Objectives ->
[A] Reproduce the part of the KVM PMU patch thread between "On Tue, Nov" and "provide due credit.", inclusive.
[B] Write the next part of the KVM PMU patch thread, picking up after its final line.

Selection ->
==*==

Re: [PATCH 2/9] KVM: Expose a version 2 architectural PMU to a guests

Gleb Natapov <gleb@xxxxxxxxxx> · Tue, 1 Nov 2011 14:30:41 +0200



On Tue, Nov 01, 2011 at 12:47:18PM +0200, Avi Kivity wrote:
> On 10/30/2011 06:53 PM, Gleb Natapov wrote:
> > From: Avi Kivity <avi@xxxxxxxxxx>
> 
> This has changed significantly, so please update the authorship.  You
> can say 'based on original patch by ...' to provide due credit.
> 
> > Use perf_events to emulate an architectural PMU, version 2.
> 
> > +
> > +/* mapping between fixed pmc index and arch_events array */
> > +int fixed_pmc_events[] = {1, 0, 2};
> > +
> > +static bool pmc_is_gp(struct kvm_pmc *pmc)
> > +{
> > +	return pmc->type == KVM_PMC_GP;
> > +}
> > +
> > +static inline u64 pmc_bitmask(struct kvm_pmc *pmc)
> > +{
> > +	struct kvm_pmu *pmu = &pmc->vcpu->arch.pmu;
> > +
> > +	return pmc_is_gp(pmc) ? pmu->gp_counter_bitmask :
> > +		pmu->fixed_counter_bitmask;
> > +}
> 
> Nicer to just push the bitmask (or bitwidth) into the counter itself.
> 
Hmm, is it really nicer to replicate the same information 35 times?

> > +
> > +static inline int pmc_to_global_idx(struct kvm_pmc *pmc)
> > +{
> > +	struct kvm_pmu *pmu = &pmc->vcpu->arch.pmu;
> > +	struct kvm_pmc *counters;
> > +	int shift;
> > +
> > +	if (pmc_is_gp(pmc)) {
> > +		counters = pmu->gp_counters;
> > +		shift = X86_PMC_IDX_GENERIC;
> > +	} else {
> > +		counters = pmu->fixed_counters;
> > +		shift = X86_PMC_IDX_FIXED;
> > +	}
> > +
> > +	return pmc - counters + shift;
> > +}
> 
> Again, push the global index into struct kvm_pmc.
OK.

> 
> > +
> > +static void kvm_perf_overflow(struct perf_event *perf_event,
> > +			      struct perf_sample_data *data,
> > +			      struct pt_regs *regs)

==*==

Given data ->
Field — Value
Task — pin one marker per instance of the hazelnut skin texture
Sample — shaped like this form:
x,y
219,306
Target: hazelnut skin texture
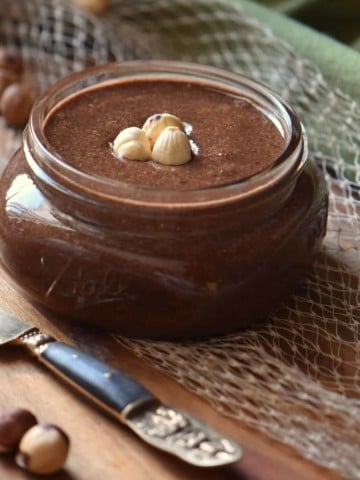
x,y
16,104
13,425
43,449
7,78
11,60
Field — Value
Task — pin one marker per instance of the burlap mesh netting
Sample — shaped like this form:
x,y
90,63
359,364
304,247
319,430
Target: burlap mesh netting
x,y
296,377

==*==

Answers to the exercises ->
[A]
On Tue, Nov 01, 2011 at 12:47:18PM +0200, Avi Kivity wrote:
> On 10/30/2011 06:53 PM, Gleb Natapov wrote:
> > From: Avi Kivity <avi@xxxxxxxxxx>
> 
> This has changed significantly, so please update the authorship.  You
> can say 'based on original patch by ...' to provide due credit.

[B]
> > +{
> > +	struct kvm_pmc *pmc = perf_event->overflow_handler_context;
> > +	struct kvm_pmu *pmu = &pmc->vcpu->arch.pmu;
> > +	__set_bit(pmc_to_global_idx(pmc),
> > +			(unsigned long *)&pmu->global_status);
> > +}
> > +
> > +static void kvm_perf_overflow_intr(struct perf_event *perf_event,
> > +		struct perf_sample_data *data, struct pt_regs *regs)
> > +{
> > +	struct kvm_pmc *pmc = perf_event->overflow_handler_context;
> > +	struct kvm_pmu *pmu = &pmc->vcpu->arch.pmu;
> > +	if (!__test_and_set_bit(pmc_to_global_idx(pmc),
> > +				(unsigned long *)&pmu->reprogram_pmi)) {
> > +		kvm_perf_overflow(perf_event, data, regs);
> > +		kvm_make_request(KVM_REQ_PMU, pmc->vcpu);
> > +	}
> > +}
> 
> Is it safe to use the __ versions here?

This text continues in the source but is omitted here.